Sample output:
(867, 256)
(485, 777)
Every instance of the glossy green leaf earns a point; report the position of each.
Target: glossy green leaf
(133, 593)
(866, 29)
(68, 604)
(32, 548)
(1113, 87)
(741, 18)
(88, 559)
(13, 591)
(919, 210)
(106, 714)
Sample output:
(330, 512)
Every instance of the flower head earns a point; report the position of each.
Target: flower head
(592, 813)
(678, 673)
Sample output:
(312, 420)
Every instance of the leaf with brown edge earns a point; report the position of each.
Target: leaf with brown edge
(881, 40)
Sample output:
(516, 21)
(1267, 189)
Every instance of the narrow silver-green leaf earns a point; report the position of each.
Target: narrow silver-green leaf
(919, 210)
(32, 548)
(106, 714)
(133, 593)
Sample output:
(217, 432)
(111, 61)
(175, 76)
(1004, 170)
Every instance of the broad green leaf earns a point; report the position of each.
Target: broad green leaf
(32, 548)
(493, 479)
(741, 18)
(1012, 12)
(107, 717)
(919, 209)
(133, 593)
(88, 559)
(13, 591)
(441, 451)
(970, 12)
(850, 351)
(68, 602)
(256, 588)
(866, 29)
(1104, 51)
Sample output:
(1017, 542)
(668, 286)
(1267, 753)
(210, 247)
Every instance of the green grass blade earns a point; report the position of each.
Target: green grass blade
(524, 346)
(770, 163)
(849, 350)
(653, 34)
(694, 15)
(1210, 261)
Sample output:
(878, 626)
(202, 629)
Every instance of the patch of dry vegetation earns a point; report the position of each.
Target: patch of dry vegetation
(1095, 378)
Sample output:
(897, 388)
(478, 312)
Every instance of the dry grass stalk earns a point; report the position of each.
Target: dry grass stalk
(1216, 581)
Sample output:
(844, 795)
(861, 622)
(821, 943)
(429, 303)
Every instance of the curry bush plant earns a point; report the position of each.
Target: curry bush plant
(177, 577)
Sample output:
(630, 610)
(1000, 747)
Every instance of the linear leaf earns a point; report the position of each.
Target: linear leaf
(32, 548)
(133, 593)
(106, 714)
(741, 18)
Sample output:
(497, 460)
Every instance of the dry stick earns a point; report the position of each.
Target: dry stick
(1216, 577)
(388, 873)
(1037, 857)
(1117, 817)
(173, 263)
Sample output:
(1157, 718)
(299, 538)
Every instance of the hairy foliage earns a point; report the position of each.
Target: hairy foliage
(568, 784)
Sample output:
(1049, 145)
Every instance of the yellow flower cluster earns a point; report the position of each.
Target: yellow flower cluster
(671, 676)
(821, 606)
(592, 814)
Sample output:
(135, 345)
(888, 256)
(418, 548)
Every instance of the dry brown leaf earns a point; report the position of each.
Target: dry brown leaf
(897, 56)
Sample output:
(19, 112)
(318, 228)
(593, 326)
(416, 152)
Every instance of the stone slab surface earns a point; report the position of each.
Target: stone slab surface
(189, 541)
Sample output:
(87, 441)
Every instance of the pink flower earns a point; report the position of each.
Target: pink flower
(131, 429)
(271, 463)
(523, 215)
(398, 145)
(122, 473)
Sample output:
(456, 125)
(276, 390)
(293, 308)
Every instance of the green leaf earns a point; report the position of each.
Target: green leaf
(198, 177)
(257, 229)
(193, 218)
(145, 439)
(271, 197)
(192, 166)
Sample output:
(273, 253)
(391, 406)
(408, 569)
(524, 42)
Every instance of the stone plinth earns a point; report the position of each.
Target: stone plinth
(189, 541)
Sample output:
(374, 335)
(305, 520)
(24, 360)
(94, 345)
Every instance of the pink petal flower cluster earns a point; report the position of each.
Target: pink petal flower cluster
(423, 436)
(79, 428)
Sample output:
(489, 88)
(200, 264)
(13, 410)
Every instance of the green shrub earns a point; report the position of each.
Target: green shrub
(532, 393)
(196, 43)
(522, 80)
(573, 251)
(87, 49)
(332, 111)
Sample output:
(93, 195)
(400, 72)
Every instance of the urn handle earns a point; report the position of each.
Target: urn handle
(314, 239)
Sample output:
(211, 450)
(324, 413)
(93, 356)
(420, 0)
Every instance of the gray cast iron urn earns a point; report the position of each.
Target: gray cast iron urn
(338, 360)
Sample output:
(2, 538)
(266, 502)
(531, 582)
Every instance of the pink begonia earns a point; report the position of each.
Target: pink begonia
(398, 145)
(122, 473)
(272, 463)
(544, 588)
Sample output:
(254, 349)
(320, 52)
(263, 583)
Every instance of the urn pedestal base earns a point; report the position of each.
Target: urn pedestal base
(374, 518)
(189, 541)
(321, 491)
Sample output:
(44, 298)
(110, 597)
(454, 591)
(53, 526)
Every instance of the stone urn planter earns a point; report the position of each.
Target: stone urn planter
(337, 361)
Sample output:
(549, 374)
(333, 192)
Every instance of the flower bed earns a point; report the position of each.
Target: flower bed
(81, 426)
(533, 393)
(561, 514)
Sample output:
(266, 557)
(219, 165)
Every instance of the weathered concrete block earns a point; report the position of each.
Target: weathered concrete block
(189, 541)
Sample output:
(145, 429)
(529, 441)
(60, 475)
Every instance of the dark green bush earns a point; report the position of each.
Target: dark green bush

**TASK ITEM**
Retype the records above so that nothing differs from the original.

**EXPECTED OUTPUT**
Sample output:
(867, 256)
(485, 777)
Every instance of the glossy green leaf earns a point; report the position of each.
Target: glossy green leaf
(133, 593)
(866, 29)
(68, 604)
(32, 548)
(1113, 87)
(741, 18)
(88, 559)
(13, 591)
(919, 210)
(106, 714)
Sample output:
(330, 512)
Every instance of the flower head earns a point; report the position of each.
Target: flower head
(592, 813)
(678, 673)
Sample output:
(312, 420)
Every instance of the leaf with brown edge earns a point; report the position of each.
Target: leaf with brown edge
(881, 40)
Sample output:
(516, 21)
(1267, 189)
Every instance of the narrow silver-green leaf earns a point; report the position of each.
Target: narrow silver-green leaf
(919, 210)
(32, 548)
(106, 714)
(133, 593)
Sample output:
(217, 432)
(111, 61)
(175, 76)
(1004, 170)
Every instance of the broad green leaf earns a point; report the position of each.
Target: broad green leaf
(32, 548)
(493, 479)
(741, 18)
(1012, 12)
(107, 717)
(919, 209)
(133, 593)
(88, 559)
(13, 591)
(441, 451)
(970, 12)
(850, 351)
(68, 602)
(256, 588)
(866, 29)
(1104, 51)
Sample output:
(1017, 542)
(668, 286)
(1267, 753)
(210, 247)
Every instance of the green grass blade earns a point; report the position of each.
Target: green grass blade
(524, 346)
(770, 163)
(849, 350)
(653, 34)
(694, 15)
(1210, 261)
Sample output:
(878, 626)
(202, 629)
Every instance of the patch of dry vegetation earns a point; report the position of each.
Target: patch of dry vegetation
(1095, 378)
Sample output:
(897, 388)
(478, 312)
Every instance of the dry grass stalk earns a point; report the position of each.
Target: dry grass stalk
(1216, 581)
Sample output:
(844, 795)
(861, 622)
(821, 943)
(429, 303)
Every instance of the curry bush plant earns a point; report the position of each.
Target: curry bush plant
(177, 577)
Sample output:
(630, 610)
(1000, 747)
Every instance of the linear leaf earns a point; report the position of each.
Target: linear leaf
(32, 548)
(133, 593)
(106, 714)
(741, 18)
Sample output:
(497, 460)
Every instance of the dry stick earns a point; report the position of each.
Target: dry stick
(1216, 577)
(388, 873)
(1037, 857)
(1117, 817)
(173, 263)
Sample output:
(1157, 718)
(299, 538)
Every instance of the hairy foliage earns a point; report the position of each.
Target: hairy foliage
(568, 784)
Sample output:
(1049, 145)
Every instance of the yellow flower cluster earns a point; report the position of each.
Target: yellow flower cluster
(671, 676)
(821, 606)
(592, 814)
Sample output:
(135, 345)
(888, 256)
(418, 548)
Every instance of the dry brown leaf earns a point; report the position of each.
Target: dry brown leaf
(897, 56)
Sample output:
(19, 112)
(318, 228)
(593, 326)
(416, 152)
Every instance of the stone slab surface earns a point; report the position of each.
Target: stone slab surface
(189, 541)
Sample output:
(87, 441)
Every instance of the pink flower earns a point; report the position of each.
Target: pink flower
(131, 429)
(271, 463)
(523, 215)
(398, 145)
(122, 473)
Sample output:
(456, 125)
(276, 390)
(293, 308)
Every instance of the green leaf earns a point; report the position of each.
Target: green leaf
(198, 177)
(257, 229)
(193, 218)
(145, 439)
(271, 197)
(192, 166)
Sample output:
(273, 253)
(391, 406)
(408, 569)
(524, 42)
Every instance of the stone plinth earns a point; report the position of each.
Target: stone plinth
(189, 541)
Sample output:
(374, 335)
(305, 520)
(24, 360)
(94, 345)
Every instance of the pink petal flower cluster earns a point; report the position of each.
Target: pink petal flower cluster
(423, 436)
(79, 428)
Sample output:
(489, 88)
(200, 264)
(13, 410)
Every instance of the green shrub earns a point; report the position of each.
Target: green shrub
(532, 393)
(196, 43)
(522, 80)
(573, 251)
(87, 49)
(332, 111)
Sample output:
(93, 195)
(400, 72)
Every instance of the urn handle earns a point; report the position of each.
Target: urn handle
(314, 239)
Sample output:
(211, 450)
(324, 413)
(93, 356)
(420, 0)
Every instance of the gray cast iron urn earns a point; report the position of each.
Target: gray cast iron urn
(338, 360)
Sample output:
(2, 538)
(266, 502)
(531, 582)
Every instance of the pink begonia earns a point; report the position of each.
Target: pink begonia
(398, 145)
(122, 473)
(272, 463)
(544, 588)
Sample output:
(254, 349)
(320, 52)
(263, 583)
Every instance of the urn pedestal base earns a point; report the position of each.
Target: urn pedestal base
(374, 518)
(189, 541)
(321, 491)
Sample output:
(44, 298)
(110, 597)
(454, 591)
(53, 526)
Every instance of the stone urn planter earns a point; report the position of each.
Target: stone urn planter
(337, 361)
Sample output:
(549, 374)
(333, 192)
Every instance of the flower bed earns a point; report the position of each.
Target: flower bed
(81, 426)
(533, 393)
(561, 514)
Sample output:
(266, 557)
(219, 165)
Every instance of the weathered concrete block earns a point; report the position of each.
Target: weathered concrete block
(189, 541)
Sample output:
(145, 429)
(529, 441)
(60, 475)
Every instance of the dark green bush earns a point; report the position of each.
Target: dark green bush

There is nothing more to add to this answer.